• [What the task asks]: Only the lines from the one containing "Could you spot the chair" through the end of the material are to be echoed, each exactly as it appears.

* BEGIN *

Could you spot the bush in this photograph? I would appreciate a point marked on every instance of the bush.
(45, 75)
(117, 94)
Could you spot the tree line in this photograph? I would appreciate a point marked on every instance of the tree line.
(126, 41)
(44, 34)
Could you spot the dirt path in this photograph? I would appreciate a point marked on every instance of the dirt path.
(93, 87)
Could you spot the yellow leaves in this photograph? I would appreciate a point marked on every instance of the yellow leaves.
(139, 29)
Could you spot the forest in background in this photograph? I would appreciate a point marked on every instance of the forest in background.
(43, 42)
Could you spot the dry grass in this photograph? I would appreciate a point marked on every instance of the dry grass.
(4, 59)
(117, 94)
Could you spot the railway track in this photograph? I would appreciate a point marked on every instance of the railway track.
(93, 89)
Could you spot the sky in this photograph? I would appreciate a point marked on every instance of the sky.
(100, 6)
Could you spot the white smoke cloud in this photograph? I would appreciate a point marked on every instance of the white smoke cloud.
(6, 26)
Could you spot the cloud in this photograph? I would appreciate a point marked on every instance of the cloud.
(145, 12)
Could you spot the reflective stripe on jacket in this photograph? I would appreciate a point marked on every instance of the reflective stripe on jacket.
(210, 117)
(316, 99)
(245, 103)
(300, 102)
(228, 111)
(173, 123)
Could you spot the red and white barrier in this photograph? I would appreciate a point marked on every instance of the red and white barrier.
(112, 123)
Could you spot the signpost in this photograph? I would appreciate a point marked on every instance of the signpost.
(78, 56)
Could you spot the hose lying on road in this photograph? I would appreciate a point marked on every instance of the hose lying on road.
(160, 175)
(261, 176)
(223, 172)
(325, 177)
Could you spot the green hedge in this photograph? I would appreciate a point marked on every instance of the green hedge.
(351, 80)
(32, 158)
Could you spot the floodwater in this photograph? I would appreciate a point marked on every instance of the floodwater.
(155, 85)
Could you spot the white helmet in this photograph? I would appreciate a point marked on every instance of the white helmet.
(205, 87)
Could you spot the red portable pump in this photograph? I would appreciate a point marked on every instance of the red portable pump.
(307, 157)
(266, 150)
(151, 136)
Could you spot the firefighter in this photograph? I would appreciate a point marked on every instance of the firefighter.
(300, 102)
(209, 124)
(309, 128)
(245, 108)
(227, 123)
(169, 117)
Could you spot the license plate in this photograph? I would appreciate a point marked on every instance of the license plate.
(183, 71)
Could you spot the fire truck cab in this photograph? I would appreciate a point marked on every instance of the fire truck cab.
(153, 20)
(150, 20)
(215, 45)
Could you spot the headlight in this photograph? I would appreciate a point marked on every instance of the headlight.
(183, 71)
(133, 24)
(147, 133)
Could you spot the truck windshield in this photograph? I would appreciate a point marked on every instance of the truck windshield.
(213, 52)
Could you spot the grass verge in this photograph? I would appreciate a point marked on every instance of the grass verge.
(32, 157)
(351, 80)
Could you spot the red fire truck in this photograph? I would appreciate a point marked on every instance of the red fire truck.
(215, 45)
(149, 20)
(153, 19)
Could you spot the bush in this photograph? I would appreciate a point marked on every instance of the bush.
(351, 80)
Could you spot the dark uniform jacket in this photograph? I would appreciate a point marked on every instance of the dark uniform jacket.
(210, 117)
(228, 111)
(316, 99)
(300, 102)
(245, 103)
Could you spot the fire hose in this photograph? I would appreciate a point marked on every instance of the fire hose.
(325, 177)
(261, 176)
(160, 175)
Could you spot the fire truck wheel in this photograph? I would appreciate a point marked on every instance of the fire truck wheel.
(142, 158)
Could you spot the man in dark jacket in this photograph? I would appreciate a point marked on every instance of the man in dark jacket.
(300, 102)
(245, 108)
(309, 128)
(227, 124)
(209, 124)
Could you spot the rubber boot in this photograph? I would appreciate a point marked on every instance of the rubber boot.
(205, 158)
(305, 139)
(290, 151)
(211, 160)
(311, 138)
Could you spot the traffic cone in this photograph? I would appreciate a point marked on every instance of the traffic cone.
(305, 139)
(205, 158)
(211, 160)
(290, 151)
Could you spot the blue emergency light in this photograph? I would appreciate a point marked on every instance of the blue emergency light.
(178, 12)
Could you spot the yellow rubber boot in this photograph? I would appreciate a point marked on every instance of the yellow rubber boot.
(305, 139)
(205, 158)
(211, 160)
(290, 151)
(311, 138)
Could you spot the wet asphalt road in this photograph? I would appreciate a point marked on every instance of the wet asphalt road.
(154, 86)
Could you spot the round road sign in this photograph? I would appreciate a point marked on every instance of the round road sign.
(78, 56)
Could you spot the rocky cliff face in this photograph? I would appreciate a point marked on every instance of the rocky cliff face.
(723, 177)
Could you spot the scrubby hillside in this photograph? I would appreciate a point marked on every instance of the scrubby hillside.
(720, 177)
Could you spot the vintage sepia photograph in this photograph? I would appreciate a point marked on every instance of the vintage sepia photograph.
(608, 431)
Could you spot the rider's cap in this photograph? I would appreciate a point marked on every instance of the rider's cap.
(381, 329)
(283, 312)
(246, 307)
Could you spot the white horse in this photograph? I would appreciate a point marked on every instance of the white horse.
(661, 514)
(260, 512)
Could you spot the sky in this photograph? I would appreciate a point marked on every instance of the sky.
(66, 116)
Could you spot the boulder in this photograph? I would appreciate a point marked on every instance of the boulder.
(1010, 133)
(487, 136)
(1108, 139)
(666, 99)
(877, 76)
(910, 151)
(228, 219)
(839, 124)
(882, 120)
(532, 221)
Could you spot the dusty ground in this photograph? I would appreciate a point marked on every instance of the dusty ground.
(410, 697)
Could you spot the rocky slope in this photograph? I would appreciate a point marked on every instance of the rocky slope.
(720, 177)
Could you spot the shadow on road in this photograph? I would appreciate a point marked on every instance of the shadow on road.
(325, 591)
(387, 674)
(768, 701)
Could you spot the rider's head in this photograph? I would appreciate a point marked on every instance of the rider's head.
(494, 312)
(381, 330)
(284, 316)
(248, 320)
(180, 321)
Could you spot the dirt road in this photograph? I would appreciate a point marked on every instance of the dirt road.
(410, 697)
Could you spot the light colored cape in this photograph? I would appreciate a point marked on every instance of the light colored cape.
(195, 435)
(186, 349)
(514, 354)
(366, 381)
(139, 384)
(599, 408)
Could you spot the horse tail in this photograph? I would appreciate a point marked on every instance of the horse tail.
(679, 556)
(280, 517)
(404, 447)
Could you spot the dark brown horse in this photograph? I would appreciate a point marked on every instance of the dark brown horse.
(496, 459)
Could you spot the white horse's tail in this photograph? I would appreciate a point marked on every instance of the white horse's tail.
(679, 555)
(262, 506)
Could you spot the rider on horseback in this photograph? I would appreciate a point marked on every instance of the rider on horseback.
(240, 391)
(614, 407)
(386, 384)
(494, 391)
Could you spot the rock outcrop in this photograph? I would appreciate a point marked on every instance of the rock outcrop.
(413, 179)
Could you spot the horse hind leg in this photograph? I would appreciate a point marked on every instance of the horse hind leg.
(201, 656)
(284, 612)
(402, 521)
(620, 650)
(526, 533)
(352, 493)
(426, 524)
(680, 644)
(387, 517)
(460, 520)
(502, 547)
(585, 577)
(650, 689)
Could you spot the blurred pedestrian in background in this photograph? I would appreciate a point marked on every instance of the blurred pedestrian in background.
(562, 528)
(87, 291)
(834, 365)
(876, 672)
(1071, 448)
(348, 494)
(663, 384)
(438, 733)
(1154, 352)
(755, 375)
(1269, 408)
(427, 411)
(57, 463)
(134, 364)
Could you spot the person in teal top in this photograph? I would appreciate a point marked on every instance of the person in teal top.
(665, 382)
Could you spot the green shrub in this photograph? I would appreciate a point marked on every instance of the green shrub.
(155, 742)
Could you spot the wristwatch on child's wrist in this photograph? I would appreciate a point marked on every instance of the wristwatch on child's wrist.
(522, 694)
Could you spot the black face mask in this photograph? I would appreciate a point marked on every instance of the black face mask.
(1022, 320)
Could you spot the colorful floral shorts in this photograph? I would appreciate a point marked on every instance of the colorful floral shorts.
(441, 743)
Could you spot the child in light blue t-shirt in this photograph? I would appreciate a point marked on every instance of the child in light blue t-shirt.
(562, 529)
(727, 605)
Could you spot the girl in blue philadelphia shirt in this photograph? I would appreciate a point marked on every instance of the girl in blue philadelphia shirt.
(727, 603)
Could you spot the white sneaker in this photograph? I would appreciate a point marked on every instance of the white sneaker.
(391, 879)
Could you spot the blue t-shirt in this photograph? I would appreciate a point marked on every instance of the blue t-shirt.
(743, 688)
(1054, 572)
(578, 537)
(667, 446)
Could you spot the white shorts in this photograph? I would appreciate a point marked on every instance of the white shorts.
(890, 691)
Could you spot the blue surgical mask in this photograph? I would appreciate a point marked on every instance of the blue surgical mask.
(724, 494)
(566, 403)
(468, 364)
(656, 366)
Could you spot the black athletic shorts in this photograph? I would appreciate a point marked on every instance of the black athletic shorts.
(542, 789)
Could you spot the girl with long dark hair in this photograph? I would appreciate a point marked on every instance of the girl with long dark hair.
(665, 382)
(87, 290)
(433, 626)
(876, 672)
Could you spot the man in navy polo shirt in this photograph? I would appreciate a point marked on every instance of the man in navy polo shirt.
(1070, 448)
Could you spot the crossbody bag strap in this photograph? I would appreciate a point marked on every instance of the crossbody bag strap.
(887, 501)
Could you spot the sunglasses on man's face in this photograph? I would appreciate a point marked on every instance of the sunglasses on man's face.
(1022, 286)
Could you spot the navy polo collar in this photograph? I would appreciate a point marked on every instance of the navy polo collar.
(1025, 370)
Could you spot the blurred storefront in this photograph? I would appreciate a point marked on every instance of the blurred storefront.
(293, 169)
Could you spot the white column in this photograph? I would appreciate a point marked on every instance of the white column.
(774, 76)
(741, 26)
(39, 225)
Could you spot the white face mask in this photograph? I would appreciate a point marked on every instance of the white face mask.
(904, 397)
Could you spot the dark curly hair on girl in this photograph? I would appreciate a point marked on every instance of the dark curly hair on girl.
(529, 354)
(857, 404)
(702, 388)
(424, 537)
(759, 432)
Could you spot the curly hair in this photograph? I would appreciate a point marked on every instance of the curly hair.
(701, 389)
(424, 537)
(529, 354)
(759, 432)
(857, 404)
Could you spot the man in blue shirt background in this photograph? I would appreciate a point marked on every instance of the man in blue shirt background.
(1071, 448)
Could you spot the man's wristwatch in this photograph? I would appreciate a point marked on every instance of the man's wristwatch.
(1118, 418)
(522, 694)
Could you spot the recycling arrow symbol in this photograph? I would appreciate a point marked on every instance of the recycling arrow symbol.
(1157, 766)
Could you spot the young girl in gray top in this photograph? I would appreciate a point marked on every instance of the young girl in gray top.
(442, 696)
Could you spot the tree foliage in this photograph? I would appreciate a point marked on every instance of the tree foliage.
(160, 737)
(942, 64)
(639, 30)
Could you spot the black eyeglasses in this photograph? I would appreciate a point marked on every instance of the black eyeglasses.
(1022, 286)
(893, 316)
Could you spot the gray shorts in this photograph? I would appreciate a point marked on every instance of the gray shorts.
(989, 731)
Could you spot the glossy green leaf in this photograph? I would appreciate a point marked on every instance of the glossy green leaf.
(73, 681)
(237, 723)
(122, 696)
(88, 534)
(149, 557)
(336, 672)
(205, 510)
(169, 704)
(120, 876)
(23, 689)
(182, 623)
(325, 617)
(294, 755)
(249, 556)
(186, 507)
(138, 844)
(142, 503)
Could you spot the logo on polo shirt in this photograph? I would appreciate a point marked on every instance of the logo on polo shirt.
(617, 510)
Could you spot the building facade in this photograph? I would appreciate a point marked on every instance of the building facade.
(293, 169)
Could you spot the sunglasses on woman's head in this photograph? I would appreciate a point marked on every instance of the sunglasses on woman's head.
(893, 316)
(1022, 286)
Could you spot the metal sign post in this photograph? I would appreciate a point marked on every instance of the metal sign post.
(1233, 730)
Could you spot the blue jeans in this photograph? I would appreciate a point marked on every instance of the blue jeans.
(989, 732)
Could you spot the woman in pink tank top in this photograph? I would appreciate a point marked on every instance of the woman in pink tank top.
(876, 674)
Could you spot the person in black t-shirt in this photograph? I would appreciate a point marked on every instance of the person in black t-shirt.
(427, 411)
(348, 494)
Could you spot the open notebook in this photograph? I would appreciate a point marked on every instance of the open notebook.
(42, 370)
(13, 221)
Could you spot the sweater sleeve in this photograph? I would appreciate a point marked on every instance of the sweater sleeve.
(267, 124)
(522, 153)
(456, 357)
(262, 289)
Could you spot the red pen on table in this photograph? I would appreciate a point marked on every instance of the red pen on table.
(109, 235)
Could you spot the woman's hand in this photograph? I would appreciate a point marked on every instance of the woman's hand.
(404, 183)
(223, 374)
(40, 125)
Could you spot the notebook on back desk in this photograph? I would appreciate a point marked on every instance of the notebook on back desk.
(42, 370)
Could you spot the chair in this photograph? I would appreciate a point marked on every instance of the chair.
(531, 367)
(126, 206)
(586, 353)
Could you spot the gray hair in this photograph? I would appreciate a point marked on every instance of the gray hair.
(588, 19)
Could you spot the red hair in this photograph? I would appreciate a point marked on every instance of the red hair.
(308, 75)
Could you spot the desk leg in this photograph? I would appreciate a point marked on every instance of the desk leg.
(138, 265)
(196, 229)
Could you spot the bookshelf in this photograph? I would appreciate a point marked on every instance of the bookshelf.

* END *

• [Full output]:
Could you spot the chair in this photograph? I would appreciate a point marked on every instance of the chair.
(531, 367)
(126, 206)
(586, 353)
Could you spot the gray hair in this photograph? I would appreciate a point marked on every instance of the gray hair.
(588, 19)
Could you spot the red hair in this photograph? I would appreciate a point marked on every instance of the red hair.
(308, 75)
Could you spot the desk leg in this photograph? I would appreciate a point marked on every instance of the desk leg.
(138, 265)
(196, 229)
Could you spot the bookshelf in this photograph? I would appreciate a point marked on every instance of the bookshelf.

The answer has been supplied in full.